▶ **Passage**

Chairman John Warner and Ranking Member Carl Levin have 
submitted the following letter to the Committee, which it is 
pleased to include in this report.

                              United States Senate,
                               Committee on Armed Services.

                                                 February 24, 2004.

Hon. Richard G. Lugar, Chairman,
Hon. Joseph R. Biden, Jr., Ranking Member,
Committee on Foreign Relations,
United States Senate,
Washington, D.C. 20510.

Dear Senator Lugar and Senator Biden:
    Traditionally, the Senate Armed Services Committee has 
provided to the Senate Foreign Relations Committee its views on 
the military implications of national security treaties. We are 
writing to express our views concerning the military 
implications of the Protocol Additional to the Agreement 
Between the United States of America and the International 
Atomic Energy Agency for the Application of Safeguards in the 
United States of America, with annexes, signed at Vienna on 
June 12, 1998 (the ``Additional Protocol'').

Region labeling items

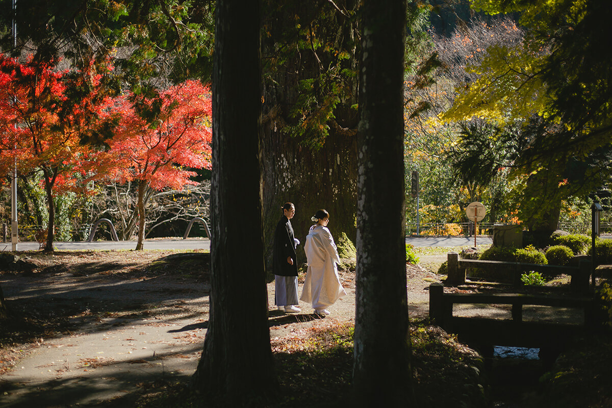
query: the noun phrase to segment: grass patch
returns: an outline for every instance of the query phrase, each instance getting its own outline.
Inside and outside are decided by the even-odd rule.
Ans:
[[[486,406],[482,360],[474,351],[436,326],[411,324],[414,406]],[[274,401],[253,401],[250,407],[347,406],[352,395],[353,323],[312,327],[272,341],[279,380]],[[113,406],[121,406],[114,401]],[[187,382],[142,388],[133,406],[179,408],[221,406],[196,395]]]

▶ **Short exercise**
Carry on the Senate letter about the Additional Protocol from the point where it stops.

▶ **Answer below**
    We support ratification of the Additional Protocol because 
we believe that it will contribute to the nuclear non-
proliferation objectives of the United States, while providing 
for the full protection of information and facilities of direct 
national security significance to the United States. As 
President Bush stated in his letter of transmittal: ``Adhering 
to the Additional Protocol will bolster U.S. efforts to 
strengthen nuclear safeguards and promote the non-proliferation 
of nuclear weapons, which is a cornerstone of U.S. foreign and 
national security policy.'' The Senate Armed Services Committee 
has a tradition of strong support for U.S. non-proliferation 
efforts. Adoption of the Additional Protocol is consistent with 
that tradition.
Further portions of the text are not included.